Task goal — Do these statements agree with the opinion piece on protests against Milo Yiannopoulos: (a) Matt Tietelbaum's post appeared in the Huffington Post; (b) the writer holds that the right to free speech must be upheld by other members of society rather than by the state; (c) the writer says college campuses deny Milo access to lecture halls? Answer yes or no for each, quoting the words of the piece that settle it.

Source passage —
--- --- ---

I am a Liberal, and I Want Even More Protests Against Milo Yiannopoulos

David Robin
Millennials For Revolution
4 min readFeb 7, 2017

Last week, Matt Tietelbaum wrote a blog post for the Huffington Post in reaction to the protests at UC Berkeley, proclaiming that even though he was “liberal”, he supports some of Milo Yiannopoulos’s ideas and believes that he should be allowed to speak at his university. As someone whose family has also suffered from the holocaust and other historic repression against Jewish people, it is insulting that someone will just use the “freedom of speech” defense while glossing over the actual content of Milo’s speech.

The argument for Yiannopoulos speaking at college campuses is based on one of our most cherished rights, protected by the first amendment. However, Tietelbaum’s line of thinking ignores that this right must be upheld by the state, not other members of society. If the alt-right speaker was arrested at his speeches or if the state imposed violence on him for his speech, such as the police tactics used in Ferguson, MO or at Occupy Wall Street, then this argument might make sense. However, college campuses do already grant Milo access to lecture halls throughout the country, and the people who oppose him ALSO do have a right to respond to his speeches with massive protests. Freedom of speech doesn’t only apply to those with microphones.

--- --- ---

Stored records —
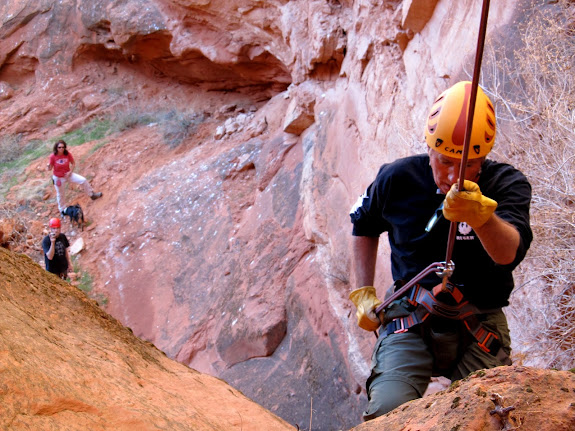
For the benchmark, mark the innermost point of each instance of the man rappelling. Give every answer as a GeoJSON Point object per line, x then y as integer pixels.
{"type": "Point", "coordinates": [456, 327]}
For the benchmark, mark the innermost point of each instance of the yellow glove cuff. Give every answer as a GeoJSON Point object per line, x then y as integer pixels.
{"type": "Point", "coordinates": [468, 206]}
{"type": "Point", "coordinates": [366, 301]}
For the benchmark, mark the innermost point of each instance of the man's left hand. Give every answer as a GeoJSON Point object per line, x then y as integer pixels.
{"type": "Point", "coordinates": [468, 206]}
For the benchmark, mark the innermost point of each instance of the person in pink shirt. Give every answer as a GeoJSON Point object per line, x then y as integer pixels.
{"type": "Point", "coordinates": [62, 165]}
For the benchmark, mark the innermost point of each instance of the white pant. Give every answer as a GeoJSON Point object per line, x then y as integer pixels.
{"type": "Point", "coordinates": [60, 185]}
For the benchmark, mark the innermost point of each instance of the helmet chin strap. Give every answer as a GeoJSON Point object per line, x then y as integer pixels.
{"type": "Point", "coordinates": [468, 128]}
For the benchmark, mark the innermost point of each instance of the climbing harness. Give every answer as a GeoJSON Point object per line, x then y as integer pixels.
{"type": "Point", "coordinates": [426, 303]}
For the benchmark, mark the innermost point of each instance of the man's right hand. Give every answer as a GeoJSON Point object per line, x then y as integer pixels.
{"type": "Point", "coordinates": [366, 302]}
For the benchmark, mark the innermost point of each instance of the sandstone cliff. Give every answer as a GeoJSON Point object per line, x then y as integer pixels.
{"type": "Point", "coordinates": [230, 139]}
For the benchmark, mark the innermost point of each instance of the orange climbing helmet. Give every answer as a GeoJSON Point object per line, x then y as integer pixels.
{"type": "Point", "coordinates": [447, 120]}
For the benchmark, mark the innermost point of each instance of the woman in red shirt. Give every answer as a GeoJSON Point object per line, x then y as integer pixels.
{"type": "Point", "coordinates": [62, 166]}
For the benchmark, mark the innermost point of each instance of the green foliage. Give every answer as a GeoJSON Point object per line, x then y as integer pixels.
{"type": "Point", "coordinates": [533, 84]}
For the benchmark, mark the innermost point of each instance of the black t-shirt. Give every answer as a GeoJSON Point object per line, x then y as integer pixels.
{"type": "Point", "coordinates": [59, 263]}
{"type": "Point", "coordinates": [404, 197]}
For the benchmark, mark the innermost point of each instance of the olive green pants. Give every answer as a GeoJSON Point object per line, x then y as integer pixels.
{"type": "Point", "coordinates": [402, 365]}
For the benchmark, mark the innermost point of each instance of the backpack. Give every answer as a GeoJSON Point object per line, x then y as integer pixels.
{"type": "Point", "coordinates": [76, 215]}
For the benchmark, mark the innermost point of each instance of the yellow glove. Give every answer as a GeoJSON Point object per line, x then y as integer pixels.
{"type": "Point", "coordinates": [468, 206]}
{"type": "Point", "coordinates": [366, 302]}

--- --- ---

Written solution —
(a) Yes: "Matt Tietelbaum wrote a blog post for the Huffington Post"
(b) No: "this right must be upheld by the state, not other members of society"
(c) No: "college campuses do already grant Milo access to lecture halls throughout the country"